◆ STATED GOAL
Which lines in the listing below contain the string "target"? Select each one and copy it out in full.

◆ GIVEN ENTRIES
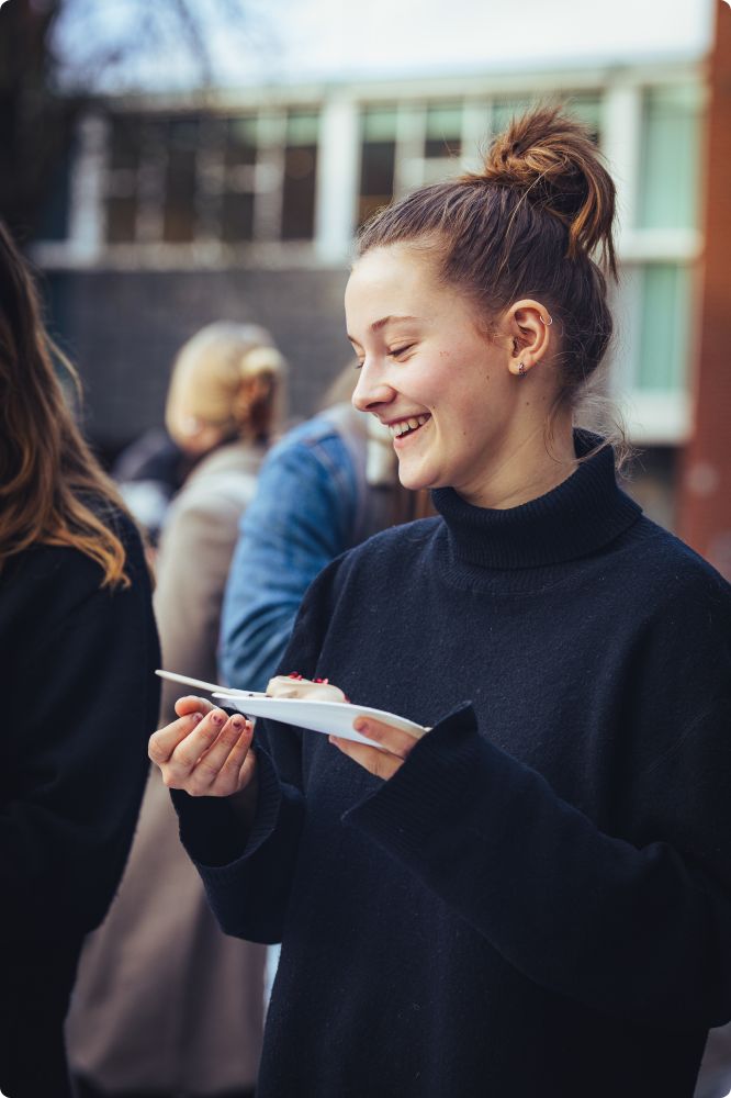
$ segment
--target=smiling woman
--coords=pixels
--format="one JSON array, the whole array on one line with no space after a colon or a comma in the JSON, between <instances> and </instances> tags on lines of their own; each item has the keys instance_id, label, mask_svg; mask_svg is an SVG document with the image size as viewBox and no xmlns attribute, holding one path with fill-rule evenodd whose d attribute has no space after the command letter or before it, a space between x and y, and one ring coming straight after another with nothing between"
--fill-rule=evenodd
<instances>
[{"instance_id":1,"label":"smiling woman","mask_svg":"<svg viewBox=\"0 0 731 1098\"><path fill-rule=\"evenodd\" d=\"M282 668L373 746L190 698L150 741L222 926L283 942L261 1098L690 1098L731 1017L731 592L576 422L612 220L540 110L364 227L353 400L439 514L326 568Z\"/></svg>"}]
</instances>

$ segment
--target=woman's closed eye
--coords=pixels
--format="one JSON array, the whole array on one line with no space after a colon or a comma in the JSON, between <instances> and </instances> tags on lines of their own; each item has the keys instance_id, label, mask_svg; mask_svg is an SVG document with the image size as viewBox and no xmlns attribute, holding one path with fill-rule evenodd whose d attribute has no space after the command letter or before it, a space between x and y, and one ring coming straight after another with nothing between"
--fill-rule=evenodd
<instances>
[{"instance_id":1,"label":"woman's closed eye","mask_svg":"<svg viewBox=\"0 0 731 1098\"><path fill-rule=\"evenodd\" d=\"M394 347L389 351L389 358L401 358L406 351L409 351L414 347L414 344L404 344L403 347Z\"/></svg>"}]
</instances>

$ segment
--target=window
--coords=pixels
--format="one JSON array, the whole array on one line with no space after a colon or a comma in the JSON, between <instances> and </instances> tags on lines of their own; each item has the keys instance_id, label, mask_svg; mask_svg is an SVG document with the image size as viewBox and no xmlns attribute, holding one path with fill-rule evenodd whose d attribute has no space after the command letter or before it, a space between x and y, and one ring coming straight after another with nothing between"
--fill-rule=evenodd
<instances>
[{"instance_id":1,"label":"window","mask_svg":"<svg viewBox=\"0 0 731 1098\"><path fill-rule=\"evenodd\" d=\"M642 269L642 321L634 385L682 392L690 349L690 273L679 264Z\"/></svg>"},{"instance_id":2,"label":"window","mask_svg":"<svg viewBox=\"0 0 731 1098\"><path fill-rule=\"evenodd\" d=\"M254 239L257 116L225 119L221 238L227 244Z\"/></svg>"},{"instance_id":3,"label":"window","mask_svg":"<svg viewBox=\"0 0 731 1098\"><path fill-rule=\"evenodd\" d=\"M314 235L318 121L315 112L290 112L286 120L283 240L310 240Z\"/></svg>"},{"instance_id":4,"label":"window","mask_svg":"<svg viewBox=\"0 0 731 1098\"><path fill-rule=\"evenodd\" d=\"M316 110L113 117L106 242L312 239L318 128Z\"/></svg>"},{"instance_id":5,"label":"window","mask_svg":"<svg viewBox=\"0 0 731 1098\"><path fill-rule=\"evenodd\" d=\"M446 103L427 107L424 156L453 159L462 152L462 105Z\"/></svg>"},{"instance_id":6,"label":"window","mask_svg":"<svg viewBox=\"0 0 731 1098\"><path fill-rule=\"evenodd\" d=\"M639 227L698 226L701 90L649 88L642 103Z\"/></svg>"},{"instance_id":7,"label":"window","mask_svg":"<svg viewBox=\"0 0 731 1098\"><path fill-rule=\"evenodd\" d=\"M362 120L359 224L393 198L395 167L396 108L368 108Z\"/></svg>"},{"instance_id":8,"label":"window","mask_svg":"<svg viewBox=\"0 0 731 1098\"><path fill-rule=\"evenodd\" d=\"M190 244L195 238L196 150L200 142L198 119L175 119L165 134L167 164L162 211L162 239L168 244Z\"/></svg>"},{"instance_id":9,"label":"window","mask_svg":"<svg viewBox=\"0 0 731 1098\"><path fill-rule=\"evenodd\" d=\"M139 117L120 115L112 119L106 191L106 239L110 244L134 240L136 236L140 138Z\"/></svg>"}]
</instances>

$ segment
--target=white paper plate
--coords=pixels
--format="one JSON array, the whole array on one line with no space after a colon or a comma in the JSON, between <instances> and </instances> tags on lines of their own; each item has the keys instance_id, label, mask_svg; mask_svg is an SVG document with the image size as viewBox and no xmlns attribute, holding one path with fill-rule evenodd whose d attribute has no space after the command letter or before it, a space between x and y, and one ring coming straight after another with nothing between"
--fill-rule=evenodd
<instances>
[{"instance_id":1,"label":"white paper plate","mask_svg":"<svg viewBox=\"0 0 731 1098\"><path fill-rule=\"evenodd\" d=\"M281 720L285 725L296 725L297 728L323 732L325 736L339 736L344 740L355 740L356 743L368 743L371 748L376 747L374 741L361 736L352 727L353 720L358 717L383 720L387 725L394 725L409 732L416 739L428 731L421 725L398 717L395 713L372 709L367 705L351 705L349 702L319 702L316 698L301 697L241 697L240 694L228 694L224 691L217 691L214 697L232 708L239 709L247 717L268 717L271 720Z\"/></svg>"}]
</instances>

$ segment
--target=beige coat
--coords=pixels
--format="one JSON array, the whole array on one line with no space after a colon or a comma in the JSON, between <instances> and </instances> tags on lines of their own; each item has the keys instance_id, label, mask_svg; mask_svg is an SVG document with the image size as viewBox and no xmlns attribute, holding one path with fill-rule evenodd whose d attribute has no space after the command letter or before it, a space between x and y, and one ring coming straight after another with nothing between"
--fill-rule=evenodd
<instances>
[{"instance_id":1,"label":"beige coat","mask_svg":"<svg viewBox=\"0 0 731 1098\"><path fill-rule=\"evenodd\" d=\"M196 467L170 509L155 609L171 671L217 681L223 590L260 460L259 450L223 447ZM161 722L182 693L166 684ZM265 954L218 930L153 768L120 894L82 957L67 1026L74 1071L112 1095L252 1086Z\"/></svg>"}]
</instances>

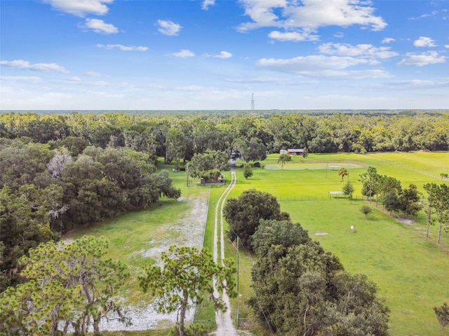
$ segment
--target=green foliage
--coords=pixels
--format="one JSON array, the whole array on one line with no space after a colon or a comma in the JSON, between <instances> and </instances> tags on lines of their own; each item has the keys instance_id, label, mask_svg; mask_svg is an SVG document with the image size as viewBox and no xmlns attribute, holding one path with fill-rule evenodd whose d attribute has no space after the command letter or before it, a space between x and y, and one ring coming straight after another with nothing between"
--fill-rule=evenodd
<instances>
[{"instance_id":1,"label":"green foliage","mask_svg":"<svg viewBox=\"0 0 449 336\"><path fill-rule=\"evenodd\" d=\"M342 167L338 169L338 176L342 176L342 182L344 182L344 176L347 176L349 174L348 169Z\"/></svg>"},{"instance_id":2,"label":"green foliage","mask_svg":"<svg viewBox=\"0 0 449 336\"><path fill-rule=\"evenodd\" d=\"M170 128L166 136L166 160L178 162L185 158L187 144L184 134L175 128Z\"/></svg>"},{"instance_id":3,"label":"green foliage","mask_svg":"<svg viewBox=\"0 0 449 336\"><path fill-rule=\"evenodd\" d=\"M0 294L0 326L6 335L67 335L69 326L81 335L92 326L99 335L103 318L129 323L114 300L128 273L124 264L103 258L107 246L104 238L85 236L29 250L20 260L28 281Z\"/></svg>"},{"instance_id":4,"label":"green foliage","mask_svg":"<svg viewBox=\"0 0 449 336\"><path fill-rule=\"evenodd\" d=\"M389 309L375 285L344 272L317 242L272 245L254 265L253 281L248 304L276 333L388 335Z\"/></svg>"},{"instance_id":5,"label":"green foliage","mask_svg":"<svg viewBox=\"0 0 449 336\"><path fill-rule=\"evenodd\" d=\"M344 193L344 195L349 196L349 199L352 199L352 195L354 192L354 186L348 181L344 183L344 186L343 186L342 191Z\"/></svg>"},{"instance_id":6,"label":"green foliage","mask_svg":"<svg viewBox=\"0 0 449 336\"><path fill-rule=\"evenodd\" d=\"M253 168L249 164L245 164L245 167L243 168L243 177L246 180L248 180L248 177L251 177L253 176Z\"/></svg>"},{"instance_id":7,"label":"green foliage","mask_svg":"<svg viewBox=\"0 0 449 336\"><path fill-rule=\"evenodd\" d=\"M429 225L434 220L439 223L438 244L440 244L443 230L449 231L449 186L446 184L437 186L436 183L427 183L424 190L429 194L427 214L427 232ZM432 214L435 214L435 218Z\"/></svg>"},{"instance_id":8,"label":"green foliage","mask_svg":"<svg viewBox=\"0 0 449 336\"><path fill-rule=\"evenodd\" d=\"M282 246L287 249L311 241L307 231L299 223L293 223L290 220L261 219L252 236L251 246L257 256L261 258L265 255L272 245Z\"/></svg>"},{"instance_id":9,"label":"green foliage","mask_svg":"<svg viewBox=\"0 0 449 336\"><path fill-rule=\"evenodd\" d=\"M277 200L268 192L250 189L238 198L228 199L223 214L229 226L227 235L232 241L240 239L246 248L251 248L251 236L259 225L260 219L288 219L288 214L281 213Z\"/></svg>"},{"instance_id":10,"label":"green foliage","mask_svg":"<svg viewBox=\"0 0 449 336\"><path fill-rule=\"evenodd\" d=\"M438 322L441 326L441 330L449 324L449 306L447 302L444 302L441 307L434 307L434 312L436 315Z\"/></svg>"},{"instance_id":11,"label":"green foliage","mask_svg":"<svg viewBox=\"0 0 449 336\"><path fill-rule=\"evenodd\" d=\"M281 168L283 169L286 163L292 160L292 157L288 154L281 154L278 158L278 163L281 163Z\"/></svg>"},{"instance_id":12,"label":"green foliage","mask_svg":"<svg viewBox=\"0 0 449 336\"><path fill-rule=\"evenodd\" d=\"M208 181L211 171L221 172L229 170L229 160L226 152L219 150L207 150L202 154L196 153L189 162L189 174L194 178ZM213 174L215 176L215 173Z\"/></svg>"},{"instance_id":13,"label":"green foliage","mask_svg":"<svg viewBox=\"0 0 449 336\"><path fill-rule=\"evenodd\" d=\"M368 167L368 171L360 175L360 181L363 183L362 195L370 200L379 193L380 175L377 169L373 167Z\"/></svg>"},{"instance_id":14,"label":"green foliage","mask_svg":"<svg viewBox=\"0 0 449 336\"><path fill-rule=\"evenodd\" d=\"M406 215L418 216L418 212L422 209L421 204L421 192L416 185L412 183L408 188L402 190L399 195L400 209Z\"/></svg>"},{"instance_id":15,"label":"green foliage","mask_svg":"<svg viewBox=\"0 0 449 336\"><path fill-rule=\"evenodd\" d=\"M365 215L365 218L368 218L368 215L373 212L373 208L368 205L362 205L360 208L360 211Z\"/></svg>"},{"instance_id":16,"label":"green foliage","mask_svg":"<svg viewBox=\"0 0 449 336\"><path fill-rule=\"evenodd\" d=\"M37 189L23 185L16 193L0 188L0 291L19 281L18 260L39 243L57 238L50 227L50 211L57 211L62 188Z\"/></svg>"},{"instance_id":17,"label":"green foliage","mask_svg":"<svg viewBox=\"0 0 449 336\"><path fill-rule=\"evenodd\" d=\"M205 293L211 298L215 310L224 311L227 307L221 297L215 296L215 290L226 290L230 298L236 296L233 260L225 259L223 266L219 266L207 248L200 251L174 245L168 253L161 253L161 258L163 267L147 267L145 275L139 276L140 284L145 292L155 296L158 312L179 312L179 336L188 335L184 326L187 309L201 303Z\"/></svg>"}]
</instances>

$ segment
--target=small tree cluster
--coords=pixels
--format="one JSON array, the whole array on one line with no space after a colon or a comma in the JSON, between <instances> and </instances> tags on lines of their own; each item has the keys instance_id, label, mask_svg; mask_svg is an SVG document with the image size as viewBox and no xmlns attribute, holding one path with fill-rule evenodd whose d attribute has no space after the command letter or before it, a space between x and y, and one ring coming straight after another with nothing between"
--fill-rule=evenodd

◆ COMPLETED EXERCISE
--target=smiling woman
--target=woman's closed eye
--target=window
--target=white paper plate
--target=beige coat
--target=green foliage
--target=small tree cluster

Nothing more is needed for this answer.